'''

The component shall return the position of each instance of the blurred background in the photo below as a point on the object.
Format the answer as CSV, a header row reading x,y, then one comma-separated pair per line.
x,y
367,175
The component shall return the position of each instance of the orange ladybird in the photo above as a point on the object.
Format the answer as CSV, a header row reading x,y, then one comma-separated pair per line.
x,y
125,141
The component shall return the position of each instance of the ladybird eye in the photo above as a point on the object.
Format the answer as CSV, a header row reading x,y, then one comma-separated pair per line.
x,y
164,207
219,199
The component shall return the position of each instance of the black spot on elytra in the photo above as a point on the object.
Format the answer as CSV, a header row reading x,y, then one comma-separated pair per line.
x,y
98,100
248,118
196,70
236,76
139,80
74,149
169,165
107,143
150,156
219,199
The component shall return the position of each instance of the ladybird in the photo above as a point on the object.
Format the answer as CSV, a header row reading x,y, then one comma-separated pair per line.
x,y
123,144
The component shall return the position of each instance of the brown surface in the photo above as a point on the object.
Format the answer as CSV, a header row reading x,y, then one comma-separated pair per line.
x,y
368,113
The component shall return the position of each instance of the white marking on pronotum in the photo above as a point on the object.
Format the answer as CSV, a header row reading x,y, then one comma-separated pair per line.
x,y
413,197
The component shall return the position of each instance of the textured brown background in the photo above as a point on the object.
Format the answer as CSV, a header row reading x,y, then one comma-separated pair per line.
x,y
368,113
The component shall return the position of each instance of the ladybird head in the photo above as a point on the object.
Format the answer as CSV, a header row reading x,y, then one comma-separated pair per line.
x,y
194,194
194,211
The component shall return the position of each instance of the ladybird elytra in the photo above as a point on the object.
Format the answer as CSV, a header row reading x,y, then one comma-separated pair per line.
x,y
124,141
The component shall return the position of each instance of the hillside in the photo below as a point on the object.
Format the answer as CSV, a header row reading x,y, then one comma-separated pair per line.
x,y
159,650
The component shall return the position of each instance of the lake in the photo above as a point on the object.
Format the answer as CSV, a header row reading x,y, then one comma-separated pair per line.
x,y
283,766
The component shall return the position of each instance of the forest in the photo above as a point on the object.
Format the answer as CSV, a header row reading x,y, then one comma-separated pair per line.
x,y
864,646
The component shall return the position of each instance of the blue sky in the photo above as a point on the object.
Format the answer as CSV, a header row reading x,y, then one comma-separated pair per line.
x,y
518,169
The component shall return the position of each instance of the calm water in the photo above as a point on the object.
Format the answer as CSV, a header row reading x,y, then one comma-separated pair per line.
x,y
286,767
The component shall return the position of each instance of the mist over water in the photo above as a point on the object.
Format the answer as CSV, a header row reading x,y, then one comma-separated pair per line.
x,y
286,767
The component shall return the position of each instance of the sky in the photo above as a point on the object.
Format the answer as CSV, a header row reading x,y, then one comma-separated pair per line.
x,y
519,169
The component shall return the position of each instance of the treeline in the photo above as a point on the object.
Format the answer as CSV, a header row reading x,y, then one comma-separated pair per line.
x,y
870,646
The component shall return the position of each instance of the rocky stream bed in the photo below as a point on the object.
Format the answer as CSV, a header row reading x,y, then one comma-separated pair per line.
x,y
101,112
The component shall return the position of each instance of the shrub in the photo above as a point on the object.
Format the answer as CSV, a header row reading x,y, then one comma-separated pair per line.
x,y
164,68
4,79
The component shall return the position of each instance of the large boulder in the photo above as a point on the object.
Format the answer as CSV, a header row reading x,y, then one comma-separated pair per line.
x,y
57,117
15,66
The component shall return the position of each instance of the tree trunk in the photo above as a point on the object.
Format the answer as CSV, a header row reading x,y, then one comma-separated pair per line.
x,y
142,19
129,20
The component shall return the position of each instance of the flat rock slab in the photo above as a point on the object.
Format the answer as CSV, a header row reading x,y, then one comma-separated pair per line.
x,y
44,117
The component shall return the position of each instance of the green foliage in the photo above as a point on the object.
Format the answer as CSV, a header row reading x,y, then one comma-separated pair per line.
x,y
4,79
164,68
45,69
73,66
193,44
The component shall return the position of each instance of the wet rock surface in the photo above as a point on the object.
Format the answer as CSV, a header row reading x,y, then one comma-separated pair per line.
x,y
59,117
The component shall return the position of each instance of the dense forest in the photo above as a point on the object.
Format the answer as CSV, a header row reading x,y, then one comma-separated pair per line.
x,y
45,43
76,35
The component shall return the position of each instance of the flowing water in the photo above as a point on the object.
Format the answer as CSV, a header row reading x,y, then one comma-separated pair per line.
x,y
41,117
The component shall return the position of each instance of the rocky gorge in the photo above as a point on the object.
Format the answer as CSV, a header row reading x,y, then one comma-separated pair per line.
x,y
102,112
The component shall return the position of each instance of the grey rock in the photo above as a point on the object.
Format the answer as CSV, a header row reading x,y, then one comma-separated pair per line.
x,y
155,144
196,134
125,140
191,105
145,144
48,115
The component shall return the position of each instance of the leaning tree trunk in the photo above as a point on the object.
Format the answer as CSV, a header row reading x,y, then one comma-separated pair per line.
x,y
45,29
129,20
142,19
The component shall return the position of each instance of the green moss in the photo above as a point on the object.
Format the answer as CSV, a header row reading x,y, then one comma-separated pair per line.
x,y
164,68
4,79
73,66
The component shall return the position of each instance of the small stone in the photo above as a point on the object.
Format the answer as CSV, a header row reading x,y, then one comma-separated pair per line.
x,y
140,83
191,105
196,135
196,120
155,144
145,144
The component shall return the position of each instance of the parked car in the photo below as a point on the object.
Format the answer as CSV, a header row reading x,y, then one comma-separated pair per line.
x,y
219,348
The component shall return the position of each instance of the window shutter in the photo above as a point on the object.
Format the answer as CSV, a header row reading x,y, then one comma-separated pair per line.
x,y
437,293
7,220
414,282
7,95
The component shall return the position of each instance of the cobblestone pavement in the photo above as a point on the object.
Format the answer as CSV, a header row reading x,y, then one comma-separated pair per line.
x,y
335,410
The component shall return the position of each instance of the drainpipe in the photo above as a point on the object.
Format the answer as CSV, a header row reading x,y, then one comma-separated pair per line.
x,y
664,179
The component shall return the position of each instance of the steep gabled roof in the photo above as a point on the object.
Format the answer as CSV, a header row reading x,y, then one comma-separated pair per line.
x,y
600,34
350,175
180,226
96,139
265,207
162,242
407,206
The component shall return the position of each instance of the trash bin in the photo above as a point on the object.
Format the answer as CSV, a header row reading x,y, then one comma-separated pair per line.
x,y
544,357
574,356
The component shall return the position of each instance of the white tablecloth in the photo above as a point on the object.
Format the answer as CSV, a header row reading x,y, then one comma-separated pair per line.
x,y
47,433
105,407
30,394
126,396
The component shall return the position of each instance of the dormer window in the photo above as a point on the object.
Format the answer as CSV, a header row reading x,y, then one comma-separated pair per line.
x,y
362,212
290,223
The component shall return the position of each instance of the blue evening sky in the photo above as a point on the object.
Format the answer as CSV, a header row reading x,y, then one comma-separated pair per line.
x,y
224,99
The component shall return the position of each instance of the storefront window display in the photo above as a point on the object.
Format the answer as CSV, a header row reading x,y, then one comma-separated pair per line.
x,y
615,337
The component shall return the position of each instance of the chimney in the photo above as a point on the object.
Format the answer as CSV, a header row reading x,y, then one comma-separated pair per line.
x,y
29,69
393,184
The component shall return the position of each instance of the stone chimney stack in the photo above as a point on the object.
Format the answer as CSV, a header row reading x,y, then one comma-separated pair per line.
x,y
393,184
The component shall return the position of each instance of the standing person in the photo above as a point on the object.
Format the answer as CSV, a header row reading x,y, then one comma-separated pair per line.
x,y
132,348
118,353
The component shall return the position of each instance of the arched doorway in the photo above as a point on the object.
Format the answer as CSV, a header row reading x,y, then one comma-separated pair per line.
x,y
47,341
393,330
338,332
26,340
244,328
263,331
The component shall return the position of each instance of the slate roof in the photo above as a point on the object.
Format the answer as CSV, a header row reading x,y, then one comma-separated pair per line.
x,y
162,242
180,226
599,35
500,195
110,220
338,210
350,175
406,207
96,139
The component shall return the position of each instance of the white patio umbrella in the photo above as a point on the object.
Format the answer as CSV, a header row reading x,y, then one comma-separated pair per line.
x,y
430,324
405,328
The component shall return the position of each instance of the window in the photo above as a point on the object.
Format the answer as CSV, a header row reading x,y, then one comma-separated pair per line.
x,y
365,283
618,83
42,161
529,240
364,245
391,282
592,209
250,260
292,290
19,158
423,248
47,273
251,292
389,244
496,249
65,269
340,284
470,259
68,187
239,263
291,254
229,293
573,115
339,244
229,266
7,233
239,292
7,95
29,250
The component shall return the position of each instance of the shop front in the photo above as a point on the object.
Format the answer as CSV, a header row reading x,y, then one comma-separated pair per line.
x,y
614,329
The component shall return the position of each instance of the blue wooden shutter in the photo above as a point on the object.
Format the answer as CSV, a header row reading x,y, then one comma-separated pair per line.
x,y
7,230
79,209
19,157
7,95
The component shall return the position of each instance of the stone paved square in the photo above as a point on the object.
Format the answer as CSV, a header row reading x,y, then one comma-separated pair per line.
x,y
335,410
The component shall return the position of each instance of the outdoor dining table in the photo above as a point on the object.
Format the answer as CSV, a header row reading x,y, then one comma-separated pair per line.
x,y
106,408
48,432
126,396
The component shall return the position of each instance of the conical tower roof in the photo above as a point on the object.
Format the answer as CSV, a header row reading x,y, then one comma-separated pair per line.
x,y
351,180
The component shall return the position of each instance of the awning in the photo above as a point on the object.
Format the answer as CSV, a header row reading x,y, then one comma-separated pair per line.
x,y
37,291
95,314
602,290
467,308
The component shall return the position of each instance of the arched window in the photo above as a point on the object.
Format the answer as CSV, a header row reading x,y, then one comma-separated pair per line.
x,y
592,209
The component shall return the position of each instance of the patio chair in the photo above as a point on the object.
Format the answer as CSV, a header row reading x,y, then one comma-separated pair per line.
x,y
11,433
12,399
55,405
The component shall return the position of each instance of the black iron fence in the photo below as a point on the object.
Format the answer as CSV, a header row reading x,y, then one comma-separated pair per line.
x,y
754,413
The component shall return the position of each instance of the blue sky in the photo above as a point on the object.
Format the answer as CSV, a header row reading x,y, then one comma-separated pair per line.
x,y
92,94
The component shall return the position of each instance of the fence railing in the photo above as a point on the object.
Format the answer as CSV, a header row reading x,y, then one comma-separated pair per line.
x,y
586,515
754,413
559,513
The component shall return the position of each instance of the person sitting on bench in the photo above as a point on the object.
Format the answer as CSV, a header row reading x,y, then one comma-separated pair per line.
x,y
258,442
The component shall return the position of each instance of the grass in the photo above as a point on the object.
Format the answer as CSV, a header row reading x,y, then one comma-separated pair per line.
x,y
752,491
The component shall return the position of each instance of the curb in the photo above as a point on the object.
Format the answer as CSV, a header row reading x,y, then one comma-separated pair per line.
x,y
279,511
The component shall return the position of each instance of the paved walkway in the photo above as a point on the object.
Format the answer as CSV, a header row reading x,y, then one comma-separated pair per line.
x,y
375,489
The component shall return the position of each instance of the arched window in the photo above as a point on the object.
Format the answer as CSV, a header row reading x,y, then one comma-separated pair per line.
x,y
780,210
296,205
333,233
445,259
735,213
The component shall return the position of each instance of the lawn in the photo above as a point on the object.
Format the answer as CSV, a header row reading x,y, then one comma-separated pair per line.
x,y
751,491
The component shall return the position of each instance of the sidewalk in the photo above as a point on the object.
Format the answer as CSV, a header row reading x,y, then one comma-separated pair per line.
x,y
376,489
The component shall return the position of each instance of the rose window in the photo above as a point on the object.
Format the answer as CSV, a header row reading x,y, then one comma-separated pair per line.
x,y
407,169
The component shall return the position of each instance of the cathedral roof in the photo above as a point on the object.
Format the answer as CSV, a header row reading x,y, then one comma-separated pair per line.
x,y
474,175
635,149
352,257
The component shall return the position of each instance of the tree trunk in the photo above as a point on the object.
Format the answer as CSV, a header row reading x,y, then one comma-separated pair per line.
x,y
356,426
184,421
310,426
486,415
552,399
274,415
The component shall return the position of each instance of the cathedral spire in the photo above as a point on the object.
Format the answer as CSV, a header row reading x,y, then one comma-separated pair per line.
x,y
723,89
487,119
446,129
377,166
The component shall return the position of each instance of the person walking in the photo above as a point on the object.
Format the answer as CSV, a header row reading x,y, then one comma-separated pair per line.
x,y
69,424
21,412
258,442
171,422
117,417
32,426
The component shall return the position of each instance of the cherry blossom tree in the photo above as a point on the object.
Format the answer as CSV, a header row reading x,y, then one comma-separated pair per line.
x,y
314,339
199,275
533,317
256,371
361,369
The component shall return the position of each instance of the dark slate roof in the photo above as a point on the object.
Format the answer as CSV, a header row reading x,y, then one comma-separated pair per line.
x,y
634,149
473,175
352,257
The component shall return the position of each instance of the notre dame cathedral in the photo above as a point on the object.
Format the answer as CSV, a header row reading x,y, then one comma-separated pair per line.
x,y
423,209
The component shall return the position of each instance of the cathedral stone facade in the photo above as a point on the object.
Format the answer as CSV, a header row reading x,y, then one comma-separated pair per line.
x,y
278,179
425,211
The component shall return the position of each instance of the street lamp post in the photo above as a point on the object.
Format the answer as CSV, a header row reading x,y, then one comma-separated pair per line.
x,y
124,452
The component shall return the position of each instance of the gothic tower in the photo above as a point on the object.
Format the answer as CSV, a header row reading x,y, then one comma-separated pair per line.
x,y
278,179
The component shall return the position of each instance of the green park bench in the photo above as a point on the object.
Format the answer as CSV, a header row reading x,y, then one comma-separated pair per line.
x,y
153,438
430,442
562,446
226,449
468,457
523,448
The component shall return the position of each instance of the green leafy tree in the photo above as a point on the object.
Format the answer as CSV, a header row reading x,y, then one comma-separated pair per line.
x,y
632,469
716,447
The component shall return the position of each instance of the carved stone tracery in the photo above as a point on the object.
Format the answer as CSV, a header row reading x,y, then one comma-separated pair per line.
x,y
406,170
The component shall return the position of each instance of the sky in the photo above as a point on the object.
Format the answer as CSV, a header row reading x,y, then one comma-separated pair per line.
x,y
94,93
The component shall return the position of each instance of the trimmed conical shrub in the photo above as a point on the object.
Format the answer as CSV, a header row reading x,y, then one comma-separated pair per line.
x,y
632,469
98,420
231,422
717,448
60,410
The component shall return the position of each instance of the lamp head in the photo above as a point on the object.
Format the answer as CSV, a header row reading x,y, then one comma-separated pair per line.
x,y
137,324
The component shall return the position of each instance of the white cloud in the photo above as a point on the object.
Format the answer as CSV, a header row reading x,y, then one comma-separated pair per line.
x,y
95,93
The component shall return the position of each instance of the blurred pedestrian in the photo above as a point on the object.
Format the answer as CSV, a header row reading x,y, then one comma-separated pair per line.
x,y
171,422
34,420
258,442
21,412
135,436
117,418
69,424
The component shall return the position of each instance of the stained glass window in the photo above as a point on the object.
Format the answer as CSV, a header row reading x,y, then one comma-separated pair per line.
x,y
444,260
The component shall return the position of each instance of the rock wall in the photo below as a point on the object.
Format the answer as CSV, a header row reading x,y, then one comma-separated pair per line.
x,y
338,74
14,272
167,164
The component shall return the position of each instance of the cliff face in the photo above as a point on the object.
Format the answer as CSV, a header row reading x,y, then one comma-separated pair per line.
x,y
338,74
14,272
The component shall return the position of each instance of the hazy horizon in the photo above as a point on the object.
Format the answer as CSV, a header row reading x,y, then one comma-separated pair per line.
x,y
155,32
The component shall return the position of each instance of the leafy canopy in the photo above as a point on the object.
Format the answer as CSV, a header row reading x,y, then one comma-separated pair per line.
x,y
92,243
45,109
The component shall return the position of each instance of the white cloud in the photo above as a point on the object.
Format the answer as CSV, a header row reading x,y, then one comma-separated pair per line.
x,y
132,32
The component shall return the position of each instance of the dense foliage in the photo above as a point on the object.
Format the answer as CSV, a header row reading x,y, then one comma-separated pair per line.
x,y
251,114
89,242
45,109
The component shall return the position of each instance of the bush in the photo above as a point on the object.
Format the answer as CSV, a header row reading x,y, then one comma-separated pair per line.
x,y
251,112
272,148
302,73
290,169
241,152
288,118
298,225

'''

Bring together all lines from the listing that contain the word "ladybird".

Solution below:
The component shall return the position of each instance of the orange ladybird in the photo above as a point on the object.
The component shall return the position of each instance of the ladybird eye in the photo above as a point on the object.
The component shall return the position of each instance of the ladybird in the photo above as a point on the object.
The component shall return the position of each instance of the ladybird head in the photo above as a point on the object.
The component shall return the position of each instance of the ladybird elytra in the photo above as a point on the object.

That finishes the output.